* **TASK**
Check each statement against the text below on predicting breast cancer drug sensitivity, answering yes or no and quoting the words of the text that decide it. 1. Predictive biomarkers are known for most of the drugs the FDA has approved for breast cancer. 2. Mass spectrometry protein data produced models with higher coefficients of determination than RPPA data. 3. The protein-based modeling works for targeted agents only when the nominal target is in the dataset.

━━━━━ TEXT FOR ANALYSIS

Mining the Breast Cancer Proteome for Predictors of Drug Sensitivity.

Approximately 20 drugs have been approved by the FDA for breast cancer treatment, yet predictive biomarkers are known for only a few of these. The identification of additional biomarkers would be useful both for drugs currently approved for breast cancer treatment and for new drug development. Using glycoprotein expression data collected via mass spectrometry, in conjunction with statistical models constructed by elastic net or lasso regression, we modeled quantitatively the responses of breast cancer cell lines to ~90 drugs. Lasso and elastic net regression identified HER2 as a predictor protein for lapatinib, afatinib, gefitinib and erlotinib, which target HER2 or the EGF receptor, thus providing an internal control for the approach. Two additional protein datasets and two RNA datasets were also tested as sources of predictor proteins for modeling drug sensitivity. Protein expression measured by mass spectrometry gave models with higher coefficients of determination than did reverse phase protein array (RPPA) predictor data. Further, cross validation of the elastic net models shows that, for many drugs, the prediction error is lower when the predictor data is from proteins, rather than mRNA expression measured on microarrays. Drugs that could be modeled effectively include PI3K inhibitors, Akt inhibitors, paclitaxel and docetaxel, rapamycin, everolimus and temsirolimus, gemcitabine and vinorelbine. Strikingly, this modeling approach with protein predictors often succeeds for drugs that are targeted agents, even when the nominal target is not in the dataset.

━━━━━━━━━━
━━━━━ DATA SHOWN

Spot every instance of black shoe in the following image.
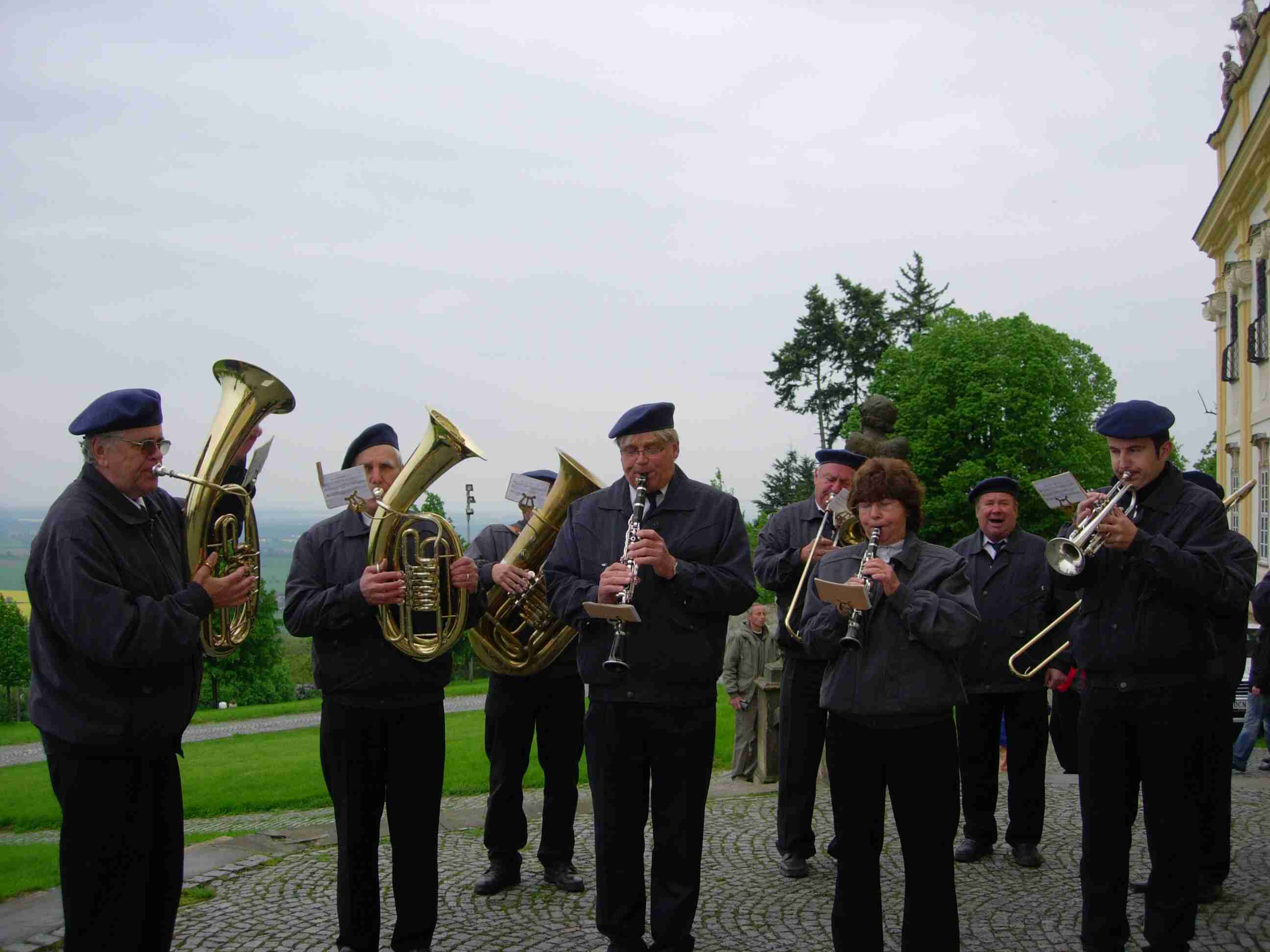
[475,863,521,896]
[952,836,992,863]
[1011,843,1045,870]
[1195,882,1222,906]
[542,863,586,892]
[776,853,806,880]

━━━━━━━━━━

* **TASK RESULT**
1. No: "predictive biomarkers are known for only a few of these"
2. Yes: "Protein expression measured by mass spectrometry gave models with higher coefficients of determination than did reverse phase protein array (RPPA) predictor data"
3. No: "even when the nominal target is not in the dataset"